_Aim_. Print all records exactly, leaving nothing out.

Items listed in a dataset
-- start --
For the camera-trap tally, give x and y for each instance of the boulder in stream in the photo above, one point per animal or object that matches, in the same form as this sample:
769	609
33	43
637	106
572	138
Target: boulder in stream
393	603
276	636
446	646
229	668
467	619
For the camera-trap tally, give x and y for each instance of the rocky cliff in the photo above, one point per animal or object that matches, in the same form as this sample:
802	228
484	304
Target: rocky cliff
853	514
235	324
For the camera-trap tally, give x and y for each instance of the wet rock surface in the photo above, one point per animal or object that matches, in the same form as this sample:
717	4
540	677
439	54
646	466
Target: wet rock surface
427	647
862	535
-- end --
_Solution to the problem_.
For the camera-trap tally, give x and y for each instance of the boulder in stream in the photo above, one point per animal or object that matches, in the same form as this sample:
769	609
33	43
637	106
572	138
Target: boulder in stream
393	603
276	636
446	646
229	668
467	619
For the camera-trap tally, give x and y for each instance of the rocky cliff in the photo above, one point per animal or object that matches, in the same form as this sample:
802	228
484	304
Target: rocky cliff
853	514
235	324
For the camera-trap tally, give x and y for each instance of the wet rock surface in the photo above, one point per animal or object that matches, in the same form as this sample:
717	4
540	677
439	54
646	466
Target: wet rock surface
427	647
862	535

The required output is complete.